SORT MERGE JOIN 主要用于两表非等值关联。 例如 >,>=,<,<=,<>
但不能用于 instr,substr,like,regexp_like关联(只能走NL)
SORT MERGE JOIN : 两表关联,先对两表根据连接列进行排序,将较小的表作为驱动表,然后从驱动表中取出连接列的值。去已完成排序的被驱动表中进行数据匹配,成功匹配,表明关联成功。驱动表返回多少行,被驱动表就会被匹配多少次。与NL相似,但NL是从被驱动表的索引中进行数据匹配。而SORT MERGE JOIN 是在内存(PGA)中进行数据匹配。
scott@orclpdb1:orclcdb> select /*+gather_plan_statistics*/
2 e.ename, e.job, d.dname
from emp e, dept d
4 where e.deptno >= d.deptno;
ENAME JOB DNAME
---------- --------- --------------
CLARK MANAGER ACCOUNTING
KING PRESIDENT ACCOUNTING
MILLER CLERK ACCOUNTING
JONES MANAGER ACCOUNTING
FORD ANALYST ACCOUNTING
ADAMS CLERK ACCOUNTING
SMITH CLERK ACCOUNTING
SCOTT ANALYST ACCOUNTING
WARD SALESMAN ACCOUNTING
TURNER SALESMAN ACCOUNTING
ALLEN SALESMAN ACCOUNTING
JAMES CLERK ACCOUNTING
BLAKE MANAGER ACCOUNTING
MARTIN SALESMAN ACCOUNTING
JONES MANAGER RESEARCH
FORD ANALYST RESEARCH
ADAMS CLERK RESEARCH
SMITH CLERK RESEARCH
SCOTT ANALYST RESEARCH
WARD SALESMAN RESEARCH
TURNER SALESMAN RESEARCH
ALLEN SALESMAN RESEARCH
JAMES CLERK RESEARCH
BLAKE MANAGER RESEARCH
MARTIN SALESMAN RESEARCH
WARD SALESMAN SALES
TURNER SALESMAN SALES
ALLEN SALESMAN SALES
JAMES CLERK SALES
BLAKE MANAGER SALES
MARTIN SALESMAN SALES
31 rows selected.

任务数据:
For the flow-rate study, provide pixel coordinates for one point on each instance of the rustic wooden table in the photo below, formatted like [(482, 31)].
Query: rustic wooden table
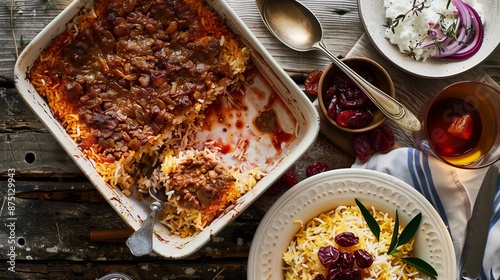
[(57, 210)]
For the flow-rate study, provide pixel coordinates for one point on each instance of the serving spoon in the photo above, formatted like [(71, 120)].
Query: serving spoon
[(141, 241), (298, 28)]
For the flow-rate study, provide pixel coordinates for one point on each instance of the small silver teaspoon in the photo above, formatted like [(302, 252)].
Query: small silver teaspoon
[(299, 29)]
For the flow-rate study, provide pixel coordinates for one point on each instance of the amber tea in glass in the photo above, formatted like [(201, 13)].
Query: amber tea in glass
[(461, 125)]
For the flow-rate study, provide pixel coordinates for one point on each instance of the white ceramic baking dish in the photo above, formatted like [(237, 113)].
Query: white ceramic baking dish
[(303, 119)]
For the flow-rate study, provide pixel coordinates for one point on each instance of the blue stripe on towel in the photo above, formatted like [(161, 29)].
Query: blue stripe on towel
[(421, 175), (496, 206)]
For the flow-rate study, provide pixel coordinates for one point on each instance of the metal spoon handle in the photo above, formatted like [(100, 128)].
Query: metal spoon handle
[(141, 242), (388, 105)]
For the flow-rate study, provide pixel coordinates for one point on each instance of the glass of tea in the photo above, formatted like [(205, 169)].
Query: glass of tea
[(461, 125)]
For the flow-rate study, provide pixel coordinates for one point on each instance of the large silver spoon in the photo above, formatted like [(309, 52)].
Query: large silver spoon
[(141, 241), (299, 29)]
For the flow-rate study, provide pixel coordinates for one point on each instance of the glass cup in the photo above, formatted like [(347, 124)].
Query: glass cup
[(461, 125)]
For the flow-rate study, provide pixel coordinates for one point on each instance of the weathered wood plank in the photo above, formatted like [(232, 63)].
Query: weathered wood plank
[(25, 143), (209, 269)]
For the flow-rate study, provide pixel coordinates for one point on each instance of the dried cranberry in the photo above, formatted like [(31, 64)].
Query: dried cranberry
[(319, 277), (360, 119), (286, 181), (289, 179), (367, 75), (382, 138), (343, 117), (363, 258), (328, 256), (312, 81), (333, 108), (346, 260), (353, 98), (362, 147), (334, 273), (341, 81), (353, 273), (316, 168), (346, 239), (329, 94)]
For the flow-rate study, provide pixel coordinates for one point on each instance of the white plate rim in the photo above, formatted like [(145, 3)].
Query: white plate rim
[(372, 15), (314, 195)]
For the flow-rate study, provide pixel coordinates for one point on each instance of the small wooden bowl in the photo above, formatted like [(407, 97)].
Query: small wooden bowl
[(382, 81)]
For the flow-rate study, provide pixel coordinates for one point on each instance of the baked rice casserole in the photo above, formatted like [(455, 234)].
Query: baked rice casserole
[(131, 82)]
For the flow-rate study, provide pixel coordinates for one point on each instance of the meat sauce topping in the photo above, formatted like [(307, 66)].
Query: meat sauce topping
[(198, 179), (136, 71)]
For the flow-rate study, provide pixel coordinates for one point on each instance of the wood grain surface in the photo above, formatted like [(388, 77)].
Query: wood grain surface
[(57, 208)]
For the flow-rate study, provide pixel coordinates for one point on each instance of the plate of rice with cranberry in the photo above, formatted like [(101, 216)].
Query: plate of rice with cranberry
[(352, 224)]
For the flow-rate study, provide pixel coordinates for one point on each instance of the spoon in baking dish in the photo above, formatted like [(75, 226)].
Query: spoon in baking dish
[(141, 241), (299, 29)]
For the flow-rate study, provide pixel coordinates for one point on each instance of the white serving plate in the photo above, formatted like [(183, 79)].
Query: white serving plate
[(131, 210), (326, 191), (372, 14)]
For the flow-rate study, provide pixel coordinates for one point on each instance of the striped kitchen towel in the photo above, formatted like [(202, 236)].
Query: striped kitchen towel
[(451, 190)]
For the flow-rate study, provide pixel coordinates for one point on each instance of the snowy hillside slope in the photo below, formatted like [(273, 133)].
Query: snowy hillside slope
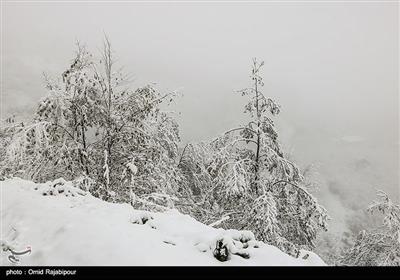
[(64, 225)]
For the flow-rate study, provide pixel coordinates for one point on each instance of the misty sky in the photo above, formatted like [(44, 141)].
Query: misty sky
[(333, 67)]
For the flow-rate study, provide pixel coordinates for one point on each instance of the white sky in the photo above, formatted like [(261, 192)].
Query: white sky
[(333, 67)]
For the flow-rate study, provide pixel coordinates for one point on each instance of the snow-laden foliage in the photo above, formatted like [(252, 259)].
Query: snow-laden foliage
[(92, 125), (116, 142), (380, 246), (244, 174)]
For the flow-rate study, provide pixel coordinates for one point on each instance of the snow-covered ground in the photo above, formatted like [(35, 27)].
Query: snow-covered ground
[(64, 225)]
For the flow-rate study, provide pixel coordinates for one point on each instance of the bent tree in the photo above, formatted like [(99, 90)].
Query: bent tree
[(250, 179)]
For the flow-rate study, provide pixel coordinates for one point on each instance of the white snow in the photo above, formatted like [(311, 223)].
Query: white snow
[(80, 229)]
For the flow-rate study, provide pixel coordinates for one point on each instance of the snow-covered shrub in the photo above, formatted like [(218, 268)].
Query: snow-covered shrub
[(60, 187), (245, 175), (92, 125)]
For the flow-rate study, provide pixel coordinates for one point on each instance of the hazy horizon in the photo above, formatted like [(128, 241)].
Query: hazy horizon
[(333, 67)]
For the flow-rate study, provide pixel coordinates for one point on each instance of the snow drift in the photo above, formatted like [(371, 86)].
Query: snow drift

任务要求:
(A) 在关于 SORT MERGE JOIN 的文本中,SORT MERGE JOIN 是在哪里进行数据匹配的?
(B) 请改动数据行中从含有“like [(388, 77)].”的那一行到含有“[(352, 224)]”的那一行这一段,将其中的“wood grain surface”全部换成“oak plank surface”,其余内容保持不变,只输出这几行。
所给文本与这些数据行之间没有任何关联。

参考答案:
(A) 在内存(PGA)中进行数据匹配。

(B)
For the flow-rate study, provide pixel coordinates for one point on each instance of the oak plank surface in the photo above, formatted like [(388, 77)].
Query: oak plank surface
[(57, 208)]
For the flow-rate study, provide pixel coordinates for one point on each instance of the plate of rice with cranberry in the photo above, formatted like [(101, 216)].
Query: plate of rice with cranberry
[(352, 224)]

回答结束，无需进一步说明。